Newsgroups: comp.speech
Path: pavo.csi.cam.ac.uk!doc.ic.ac.uk!uknet!pipex!howland.reston.ans.net!usc!elroy.jpl.nasa.gov!ames!pacbell.com!att-out!walter!spiegel@bellcore.com
From: spiegel@bellcore.com (Murray Spiegel)
Subject: Re: Human ear
Message-ID: <CF7Hw2.J1r@walter.bellcore.com>
Keywords: Psychoacoustics, Speech recognition
Sender: news@walter.bellcore.com
Nntp-Posting-Host: din.bellcore.com
Organization: Bellcore (Bell Communications Research)
References:  <2a26s9$a2h@male.EBay.Sun.COM>
Date: Wed, 20 Oct 1993 17:28:49 GMT
Lines: 54

   andrewb@europe.EBay.Sun.COM (Andrew Bulucea) writes:

> Any references - please !
> I wonder if the human ear was "measured" for the following:

> 1) how many mixed tones (at the same time) a human can recognize 
> 2) How fast can we follow a signal that is changing its freq. (If
> the signal is 
> changing too fast we perceive the signal as one 'tone' vs a slower
> freq variation)
> 3) it's amplitude resolution (db)

> I strongly believe that this factors are an important key in speech
> recognition software. 

Human psychoacoustics (which "measures" the ear's signal-processing 
characteristics) is a very active field, and with findings not entirely 
overloooked by those working in speech recognition.

Many of the first-order effects associated with the auditory system,
such as frequency warping, energy summation, masking, 
and other Critical Band effects, are already incorporated into 
the best automatic speech recognition systems.  Many second-order effects 
are fairly well known, but the exact manner in which they should be 
applied to ASR isn't entirely clear.

Most basic psychoacoustic research, which appears to be the thrust 
of your note, is published in the Journal of the Acoustical Society
of America.  I would suggest searching the areas categorized in the 
volume indexes as 43.66 (Psychological Acoustics), 43.71 (Speech Perception), 
and 43.64 (Psychological Acoustics).  (If you are unfamiliar with JASA, 
check their cumulative index, published every 5 yrs.)

For topic (1), I suggest searching out the papers Brian CJ Moore 
and Brian R Glasberg published in 1984-85.  The frequency separation 
of tones that can be isolated is roughly related to the Critical Band.
See also more recent material by Houtsma.

I don't recall the primary reference for (2), but there 
are related studies, the original of which is quite old 
(perhaps from the '40s), on two-tone dissonance.  
As delta f increases from 0, the sensations/perceptions move from
a warbling tone, to roughness, through dissonance, to 2 distinct tones.
Again, the boundaries are roughly related to critical bandwidths.

The just-noticeable-difference (jnd) threshold for intensity increments
of tones is widely quoted as between around .5-1.0 dB; the threshold 
depends on several factors.  See L Braida and N Durlach's series 
on intensity perception from 1969-1980; Jesteadt, Wier and Green
(1977) recalibrated the classic studies of intensity discrimination.

- Murray Spiegel
  Bellcore

• _Raw records_:
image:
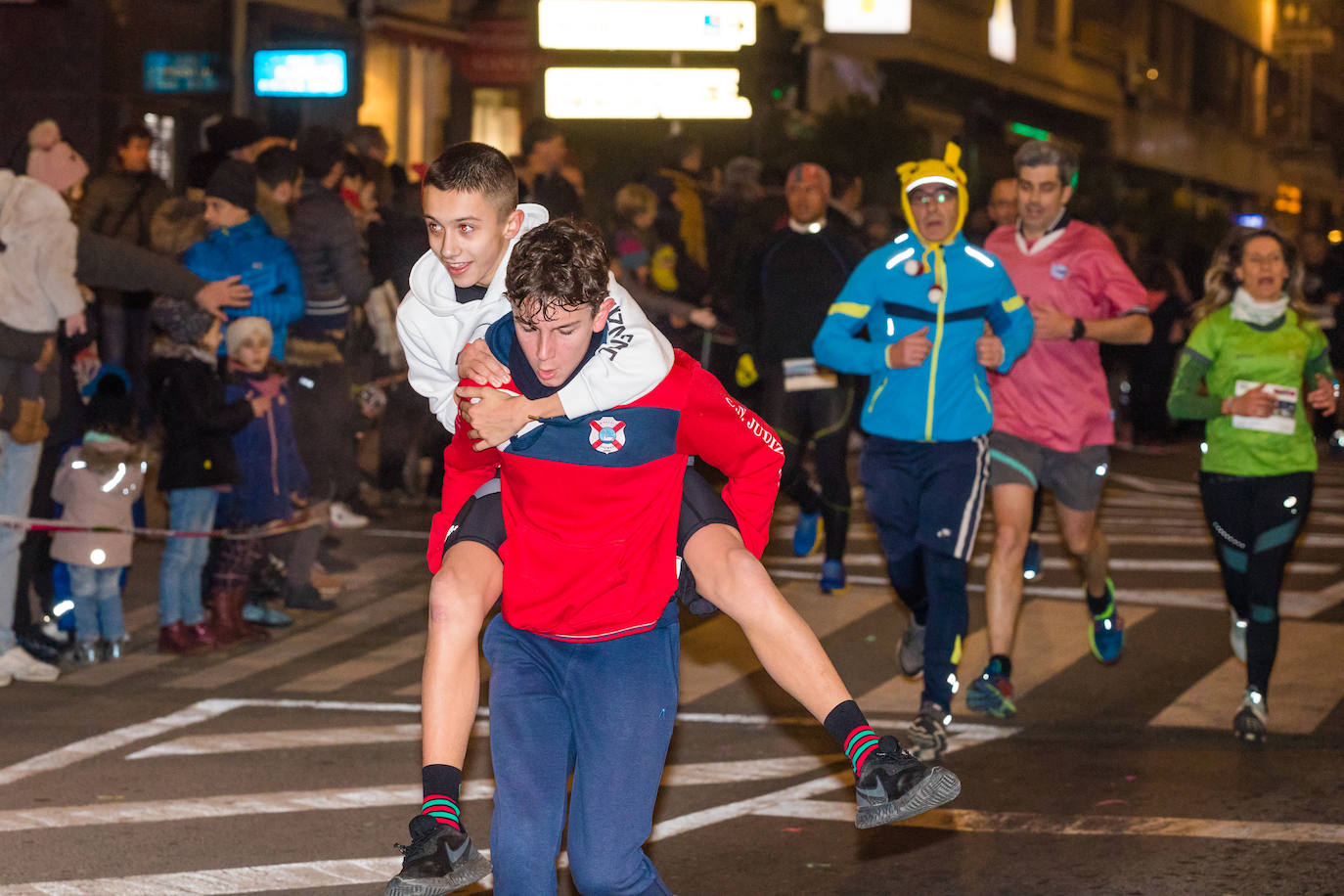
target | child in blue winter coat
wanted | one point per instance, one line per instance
(241, 244)
(273, 482)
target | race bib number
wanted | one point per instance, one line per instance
(802, 375)
(1281, 420)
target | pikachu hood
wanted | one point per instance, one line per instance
(945, 171)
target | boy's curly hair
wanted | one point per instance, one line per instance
(558, 266)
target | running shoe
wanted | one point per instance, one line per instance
(807, 535)
(894, 784)
(439, 860)
(910, 653)
(263, 614)
(1249, 723)
(832, 578)
(992, 692)
(344, 517)
(1106, 633)
(1031, 561)
(1238, 636)
(929, 731)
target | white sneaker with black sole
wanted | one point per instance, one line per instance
(345, 518)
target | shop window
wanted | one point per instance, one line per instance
(161, 151)
(498, 118)
(1099, 31)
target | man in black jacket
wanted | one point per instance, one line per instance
(121, 203)
(335, 274)
(787, 284)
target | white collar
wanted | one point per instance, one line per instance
(815, 227)
(1048, 240)
(1247, 309)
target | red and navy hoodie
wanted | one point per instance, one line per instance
(592, 504)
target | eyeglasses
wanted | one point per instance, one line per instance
(920, 198)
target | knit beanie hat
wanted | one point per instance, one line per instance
(245, 330)
(236, 183)
(182, 320)
(111, 409)
(53, 160)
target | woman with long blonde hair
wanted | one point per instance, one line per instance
(1258, 357)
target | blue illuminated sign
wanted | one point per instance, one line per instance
(300, 72)
(182, 72)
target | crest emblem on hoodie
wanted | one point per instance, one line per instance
(606, 434)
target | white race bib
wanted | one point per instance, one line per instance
(1281, 420)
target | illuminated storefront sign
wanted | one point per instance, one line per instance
(300, 72)
(647, 24)
(867, 17)
(182, 72)
(1003, 32)
(644, 93)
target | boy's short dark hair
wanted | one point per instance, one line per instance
(277, 165)
(135, 130)
(558, 266)
(476, 168)
(319, 148)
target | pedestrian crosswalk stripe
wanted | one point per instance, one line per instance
(794, 802)
(277, 653)
(221, 881)
(1124, 564)
(409, 649)
(1021, 823)
(362, 798)
(1304, 690)
(1293, 605)
(107, 673)
(288, 739)
(193, 715)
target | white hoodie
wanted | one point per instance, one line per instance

• _Instruction_:
Please rewrite the newsgroup post starting at "Subject: Re: Human" and ending at "(Bell Communications Research)", substituting "Bellcore Research Labs" for "Bell Communications Research".

• _Written response_:
Subject: Re: Human ear
Message-ID: <CF7Hw2.J1r@walter.bellcore.com>
Keywords: Psychoacoustics, Speech recognition
Sender: news@walter.bellcore.com
Nntp-Posting-Host: din.bellcore.com
Organization: Bellcore (Bellcore Research Labs)